▶ [Text shown]:
····················
But the cosmic vision can’t replace the narrow vision or the mid-range vision. We need to move freely between all three vantage points in order to scan the world as honestly as possible. So it’s a nested hierarchy of perception, where the cosmic puts the narrower communal and personal vantage points in their proper place. Without this fluidity of perception, our limited stories lose that tether to reality and become deceitful to the point of self-destruction.

Refusing to see the world honestly is the quickest way to be killed.

For instance, we could call this a dangerous world or we could call this an evil world. Both would be fictions. But the first one is more consistent with life in a wilderness, and we’re always living at the edge of a wilderness, because life always exceeds the idea, because they are two different substances, and never the twain shall meet

As in any earthly wilderness, it’s best to approach the unknown as a danger, but not as an evil. If we were to live by the fiction that the woods are evil, then the animals we encounter would increasingly live up to that billing. This is how schizophrenia becomes so convincing. The world responds to our stories, whether they’re honest or deceptive stories. Even positive thinking is deceptive. What it produces is a false front, a positive deception. Even if we’re not technically schizophrenic, the same principle exists. An “evil” interpretation would corner the beings we encounter into living up to that billing – they’d sense our fear aggression and respond in kind, seeing us as a threat — or they’d simply refrain from helping the flailing and drowning world (Chomsky’s Martians, for instance) and let it drown.

But if we approach the wilderness as dangerous, but not evil, then we’ll be able to notice other non-aggressive qualities in our fellow animals, and learn to avoid provoking them. We might learn to become friends with some of them, as we did in befriending wolves and wild cats.

The world responds to our stories. The deceptive stories can be too rose-colored as well. If we approached the wilderness as a paradise of love, we’d blind ourselves to the dangerous potentials that are also there and not live long either.

The problem with the bullshit of “positive thinking” is that the naively rose-tinted glass-wearers end up eaten.

But – and this we don’t acknowledge enough — the same is true for the cynics, for the ash-tinted glass-wearers (who think positively still, but only in dark directions). We give the cynics far too much credit for a “worldly intelligence” they Do Not Possess. They also end up provoking a world that eats them. It’s the naïve Literalism, the ignorant certainties, the stupid belief in something called “non-fiction”, which is the deeper problem. The problem is a lost perceptual fluidity.
····················
▶ [Exercise material]:
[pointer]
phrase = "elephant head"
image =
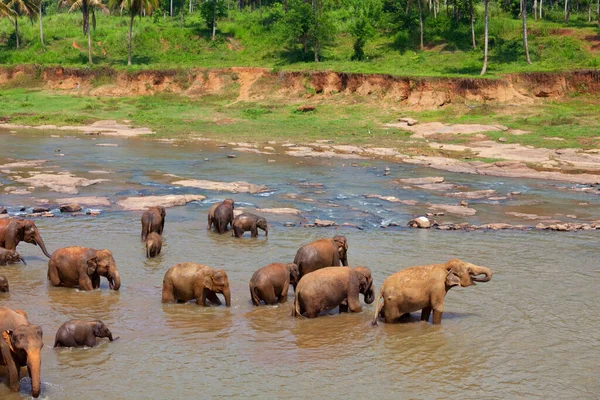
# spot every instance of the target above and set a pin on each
(103, 263)
(262, 224)
(366, 283)
(294, 274)
(25, 344)
(217, 281)
(26, 231)
(101, 330)
(465, 274)
(342, 244)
····················
▶ [Short task 1]: Edit the rows by swapping "elephant head" for "elephant trunk" and keeping everything else the same, and leave the picture out of your answer.
▶ [Short task 2]: Proceed with the essay on perceptual fluidity and honest stories, picking up right after its final sentence.
The essay on perception and the rows are unrelated to each other.

▶ [Exercise result 1]:
[pointer]
phrase = "elephant trunk"
image =
# spot every instance of the target above and set a pin on each
(103, 263)
(262, 224)
(366, 283)
(294, 274)
(25, 344)
(217, 281)
(26, 231)
(101, 330)
(465, 274)
(342, 244)

▶ [Exercise result 2]:
Somehow the breath-taking significance of this is lost on most of us most of the time. We don’t see the implications of what we’ve discovered here. This discovery of a prismatic capacity to see everything as honest fictions erases the need for conflict. And this relationship to fiction shows us how it’s possible to move through the world as blindly as Helen Keller, knowing nothing in a positive sense, tapping the canes of our metaphors and stories to obtain negative information (tap, there’s an obstruction, tap, there’s a limit to our metaphor, tap, change direction), and from that negative flow of information, we re-design our theories, stories, myths and metaphors, with no intention of finding conclusion, except perhaps in limited fields of inquiry, and even these may alter radically as more dots of data emerge, and this underlying uncertainty allows us to “keep going” deeper and deeper into this weird, miraculous and unfathomable world.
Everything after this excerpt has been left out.